Data supplied
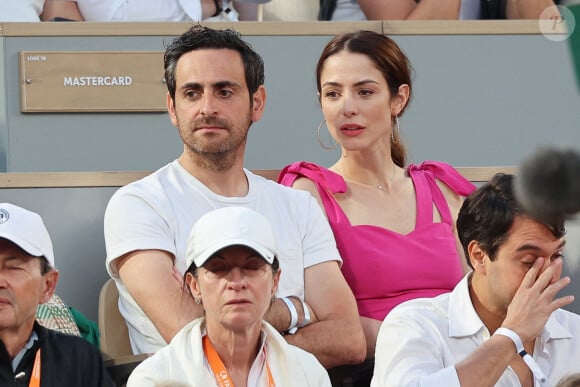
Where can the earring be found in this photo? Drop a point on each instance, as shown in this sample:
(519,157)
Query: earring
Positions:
(333,146)
(396,132)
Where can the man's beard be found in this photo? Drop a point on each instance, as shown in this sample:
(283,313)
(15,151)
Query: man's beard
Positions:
(216,156)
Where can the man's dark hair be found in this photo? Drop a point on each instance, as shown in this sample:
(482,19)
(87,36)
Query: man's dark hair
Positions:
(200,38)
(488,214)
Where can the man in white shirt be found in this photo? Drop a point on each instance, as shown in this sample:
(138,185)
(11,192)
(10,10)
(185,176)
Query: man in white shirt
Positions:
(151,10)
(502,324)
(215,83)
(21,10)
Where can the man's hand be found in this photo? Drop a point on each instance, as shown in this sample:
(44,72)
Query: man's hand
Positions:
(535,300)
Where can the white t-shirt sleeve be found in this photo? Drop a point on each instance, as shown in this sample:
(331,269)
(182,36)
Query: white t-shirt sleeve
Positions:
(407,353)
(319,244)
(132,222)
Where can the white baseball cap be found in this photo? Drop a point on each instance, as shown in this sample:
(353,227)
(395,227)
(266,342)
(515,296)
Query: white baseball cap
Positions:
(230,226)
(27,230)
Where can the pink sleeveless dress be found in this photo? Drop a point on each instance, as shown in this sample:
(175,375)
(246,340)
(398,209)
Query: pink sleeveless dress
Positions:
(383,267)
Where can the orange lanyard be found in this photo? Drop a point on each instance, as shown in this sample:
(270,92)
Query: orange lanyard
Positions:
(35,377)
(218,368)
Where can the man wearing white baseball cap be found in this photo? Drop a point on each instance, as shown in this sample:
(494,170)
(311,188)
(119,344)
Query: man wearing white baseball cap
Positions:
(233,272)
(31,355)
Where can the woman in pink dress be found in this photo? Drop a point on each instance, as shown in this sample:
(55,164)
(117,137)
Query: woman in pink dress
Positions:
(394,224)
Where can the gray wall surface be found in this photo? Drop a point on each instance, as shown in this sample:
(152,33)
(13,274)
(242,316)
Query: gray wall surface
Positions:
(479,100)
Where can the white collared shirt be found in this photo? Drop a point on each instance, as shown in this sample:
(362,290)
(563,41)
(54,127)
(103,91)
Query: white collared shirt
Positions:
(258,375)
(421,340)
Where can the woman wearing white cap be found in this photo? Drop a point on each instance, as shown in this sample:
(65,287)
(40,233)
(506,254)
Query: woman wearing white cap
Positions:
(233,272)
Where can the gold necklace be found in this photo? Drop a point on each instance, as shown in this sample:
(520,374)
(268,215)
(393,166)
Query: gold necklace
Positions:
(379,186)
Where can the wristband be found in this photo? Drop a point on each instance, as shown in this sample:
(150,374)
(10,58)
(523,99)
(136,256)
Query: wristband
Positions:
(306,319)
(218,7)
(293,315)
(530,362)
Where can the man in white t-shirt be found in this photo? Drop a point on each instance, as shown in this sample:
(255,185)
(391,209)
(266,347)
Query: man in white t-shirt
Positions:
(151,10)
(501,325)
(215,82)
(20,10)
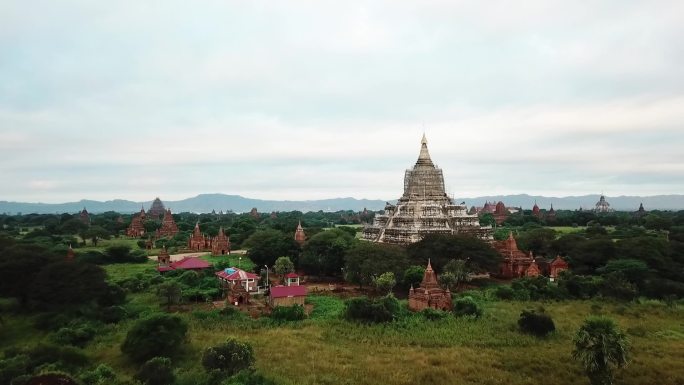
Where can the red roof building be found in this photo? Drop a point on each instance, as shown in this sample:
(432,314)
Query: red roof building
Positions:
(187,263)
(292,279)
(233,275)
(287,295)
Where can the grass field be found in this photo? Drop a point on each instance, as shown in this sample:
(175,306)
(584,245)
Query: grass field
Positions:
(326,349)
(567,229)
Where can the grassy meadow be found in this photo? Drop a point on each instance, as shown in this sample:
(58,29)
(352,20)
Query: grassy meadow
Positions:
(326,349)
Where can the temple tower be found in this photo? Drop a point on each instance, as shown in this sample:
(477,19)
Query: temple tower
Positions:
(300,236)
(424,208)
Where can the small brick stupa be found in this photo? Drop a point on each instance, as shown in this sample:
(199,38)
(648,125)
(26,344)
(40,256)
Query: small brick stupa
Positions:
(429,294)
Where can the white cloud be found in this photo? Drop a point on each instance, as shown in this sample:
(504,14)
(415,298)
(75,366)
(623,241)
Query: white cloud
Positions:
(314,99)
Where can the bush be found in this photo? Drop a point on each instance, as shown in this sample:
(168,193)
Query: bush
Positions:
(504,292)
(157,371)
(616,286)
(53,378)
(288,313)
(75,336)
(248,377)
(13,367)
(102,375)
(538,324)
(156,335)
(467,306)
(229,358)
(384,309)
(433,315)
(231,312)
(112,314)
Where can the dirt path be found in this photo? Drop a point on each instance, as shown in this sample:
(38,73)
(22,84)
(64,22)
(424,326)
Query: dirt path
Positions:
(178,257)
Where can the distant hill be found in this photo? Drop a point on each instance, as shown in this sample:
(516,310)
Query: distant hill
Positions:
(621,203)
(205,203)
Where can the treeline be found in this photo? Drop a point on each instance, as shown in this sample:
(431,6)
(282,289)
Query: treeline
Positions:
(653,220)
(44,227)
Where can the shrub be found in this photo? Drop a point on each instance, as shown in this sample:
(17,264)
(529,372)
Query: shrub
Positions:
(76,335)
(230,357)
(53,378)
(102,375)
(433,315)
(156,335)
(63,357)
(13,367)
(616,286)
(538,324)
(248,377)
(288,313)
(467,306)
(384,309)
(157,371)
(504,292)
(112,314)
(231,312)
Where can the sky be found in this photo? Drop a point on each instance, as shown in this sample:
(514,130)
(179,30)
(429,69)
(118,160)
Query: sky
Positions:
(299,100)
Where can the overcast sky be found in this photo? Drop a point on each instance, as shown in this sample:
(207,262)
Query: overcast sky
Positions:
(320,99)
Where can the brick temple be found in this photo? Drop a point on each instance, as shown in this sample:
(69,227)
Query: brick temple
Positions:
(429,294)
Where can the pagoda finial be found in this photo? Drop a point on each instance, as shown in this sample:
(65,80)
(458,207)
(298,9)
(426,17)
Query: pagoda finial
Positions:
(424,156)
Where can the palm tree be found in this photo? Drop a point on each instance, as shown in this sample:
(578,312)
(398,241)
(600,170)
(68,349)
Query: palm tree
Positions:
(601,347)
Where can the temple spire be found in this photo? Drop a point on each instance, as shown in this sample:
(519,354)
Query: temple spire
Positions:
(424,156)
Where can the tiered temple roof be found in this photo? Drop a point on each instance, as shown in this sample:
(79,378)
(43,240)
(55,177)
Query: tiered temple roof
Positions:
(220,244)
(157,209)
(423,209)
(137,226)
(429,294)
(169,227)
(300,236)
(84,216)
(602,206)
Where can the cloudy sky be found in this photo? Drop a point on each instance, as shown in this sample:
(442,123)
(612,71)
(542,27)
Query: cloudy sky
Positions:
(320,99)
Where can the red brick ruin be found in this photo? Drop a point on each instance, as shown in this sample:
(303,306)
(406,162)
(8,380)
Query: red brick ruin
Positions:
(429,294)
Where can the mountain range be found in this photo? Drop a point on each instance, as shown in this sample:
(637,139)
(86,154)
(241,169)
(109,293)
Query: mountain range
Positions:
(205,203)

Exercise brief
Leave out the pictures and print each record exactly as it stands.

The answer
Where can the earring be found in this photo? Drop a point on each instance, as shown in this sample:
(519,157)
Query: earring
Positions:
(333,146)
(396,132)
Where can the man's beard be found in this photo? Drop a point on each instance, as shown in this sample:
(283,313)
(15,151)
Query: man's beard
Positions:
(216,156)
Where can the man's dark hair be found in this photo? Drop a point on each instance, as shown in this sample:
(482,19)
(87,36)
Query: man's dark hair
Positions:
(200,38)
(488,214)
Where can the man in white shirt be found in this photo? Drop a point on each instance, as shown in this sample:
(138,185)
(11,192)
(10,10)
(185,176)
Query: man in white shirt
Positions:
(151,10)
(502,324)
(215,83)
(21,10)
Where can the man's hand be found in this photo? Drop a point on each instance, as shown in this sample:
(44,72)
Query: man's hand
Positions:
(535,300)
Where can the white t-shirt sleeve be found in this photo? Drop a point on each instance, as shown in this sample:
(331,269)
(182,36)
Query: white t-shirt sleeve
Positions:
(407,353)
(319,244)
(132,222)
Where can the white baseball cap be found in this photo? Drop a point on each instance, as shown in this sample:
(353,227)
(395,227)
(266,342)
(515,296)
Query: white baseball cap
Positions:
(230,226)
(27,230)
Where can the pink sleeveless dress be found in this photo? Drop a point on each instance, as shown in this sample:
(175,375)
(246,340)
(398,209)
Query: pink sleeveless dress
Positions:
(383,267)
Where can the orange lanyard be found in this photo? Drop a point on each instance, as shown in this sample:
(270,92)
Query: orange lanyard
Positions:
(35,377)
(218,368)
Where can the man wearing white baseball cap be found in this photo? Drop a point on each instance, as shown in this sample:
(494,170)
(311,188)
(119,344)
Query: man wearing white baseball cap
Positions:
(233,272)
(31,355)
Where can the woman in pink dress be found in this photo? Drop a point on each instance, as shown in this sample:
(55,164)
(117,137)
Query: woman in pink dress
Positions:
(394,224)
Where can the gray wall surface be found in this photo? Drop a point on each instance, as shown in this sample:
(152,33)
(13,274)
(242,316)
Query: gray wall surface
Positions:
(479,100)
Where can the white collared shirt be found in this photo? Drop a point on each instance, as shown in this sample:
(362,290)
(563,41)
(54,127)
(103,91)
Query: white collared shirt
Positions:
(258,375)
(421,340)
Where can the woman wearing white cap be found in this photo? Drop a point on each instance, as shown in this sample:
(65,287)
(40,233)
(506,254)
Query: woman wearing white cap
Positions:
(233,272)
Where can the gold necklace be found in this photo? Drop a point on each instance, as shown in this sample:
(520,374)
(268,215)
(393,166)
Query: gold necklace
Positions:
(379,186)
Where can the wristband be found in this photo? Drop a point on each instance, as shown in this sample:
(150,374)
(10,58)
(523,99)
(136,256)
Query: wristband
Positions:
(306,319)
(218,7)
(293,315)
(530,362)
Where can the man in white t-shirt be found in this photo? Drop a point on each instance, as shown in this sample:
(255,185)
(391,209)
(266,347)
Query: man in white t-shirt
Positions:
(151,10)
(501,325)
(215,82)
(20,10)
Where can the red roof building be found in this photo? Drop a point on each instance, as shown in this sample:
(432,314)
Query: red roof building
Positions:
(187,263)
(292,279)
(233,275)
(287,295)
Where can the grass field be found in this photo? Drop a point on each instance, as shown in this sample:
(175,306)
(584,245)
Query: grass field
Positions:
(326,349)
(567,229)
Where can the grassy meadow be found in this photo? Drop a point on each instance, as shown in this sample:
(58,29)
(352,20)
Query: grassy meadow
Positions:
(326,349)
Where can the temple tower be found in this photo? Drop a point on each instance, as shown in this sample:
(477,19)
Query: temple tower
Positions:
(300,236)
(424,208)
Where can the small brick stupa be found in this photo? Drop a point on each instance, as shown in this sample:
(199,38)
(648,125)
(26,344)
(40,256)
Query: small brick stupa
Positions:
(429,294)
Where can the white cloud be found in this photo? Drop a point on each instance, as shown in this sample:
(504,14)
(415,298)
(75,366)
(623,241)
Query: white cloud
Positions:
(314,99)
Where can the bush be found in this photo? Drop a point on each instance, as shown in this sample:
(168,193)
Query: bush
Positions:
(504,292)
(157,371)
(616,286)
(53,378)
(288,313)
(75,336)
(248,377)
(13,367)
(102,375)
(538,324)
(156,335)
(467,306)
(229,358)
(384,309)
(433,315)
(231,312)
(112,314)
Where can the dirt path be found in this photo? Drop a point on each instance, as shown in this sample:
(38,73)
(22,84)
(64,22)
(424,326)
Query: dirt path
Positions:
(178,257)
Where can the distant hill be found in this photo? Drop a point on each instance, as shown in this sample:
(516,310)
Query: distant hill
Positions:
(621,203)
(205,203)
Where can the treeline be found in this photo? Drop a point on each instance, as shown in this sample:
(431,6)
(282,289)
Query: treeline
Positions:
(653,220)
(44,227)
Where can the shrub be found in this photo? Drop a point on each instance, as shown in this sample:
(17,264)
(529,372)
Query: shrub
Positions:
(76,335)
(230,357)
(53,378)
(102,375)
(433,315)
(156,335)
(63,357)
(13,367)
(616,286)
(538,324)
(248,377)
(288,313)
(467,306)
(384,309)
(157,371)
(504,292)
(112,314)
(231,312)
Where can the sky be found in this photo? Drop a point on each instance, as shown in this sample:
(514,130)
(179,30)
(429,69)
(118,160)
Query: sky
Positions:
(299,100)
Where can the overcast sky be found in this photo? Drop a point on each instance, as shown in this sample:
(207,262)
Query: overcast sky
Positions:
(320,99)
Where can the brick temple be found in this photo? Drop a point on each instance, as shown in this sample:
(69,227)
Query: brick temple
Positions:
(429,294)
Where can the pagoda finial be found in this photo? Drop a point on each instance, as shown in this sample:
(65,80)
(458,207)
(298,9)
(426,17)
Query: pagoda finial
Positions:
(424,156)
Where can the palm tree be found in this photo? Drop a point on each instance, as shown in this sample:
(578,312)
(398,241)
(600,170)
(68,349)
Query: palm tree
Positions:
(601,347)
Where can the temple spire be found in this photo? Drop a point on each instance, as shown in this sample:
(519,354)
Query: temple spire
Positions:
(424,156)
Where can the tiered temple roof be found in this photo? Drop a point on each instance, as shown in this sample:
(79,378)
(43,240)
(55,177)
Query: tiered temple roof
Positions:
(220,244)
(157,209)
(423,209)
(137,226)
(429,294)
(169,227)
(300,236)
(84,216)
(602,206)
Where can the cloudy sky be found in this photo? Drop a point on each instance, as shown in this sample:
(442,123)
(612,71)
(542,27)
Query: cloudy sky
Positions:
(320,99)
Where can the red brick ruin be found in this photo? Drop a point on each instance, as shown in this sample:
(303,306)
(406,162)
(8,380)
Query: red brick ruin
Positions:
(429,294)
Where can the mountain range be found in this photo? Drop a point on each instance, as shown in this sample:
(637,139)
(86,154)
(241,169)
(109,293)
Query: mountain range
Positions:
(205,203)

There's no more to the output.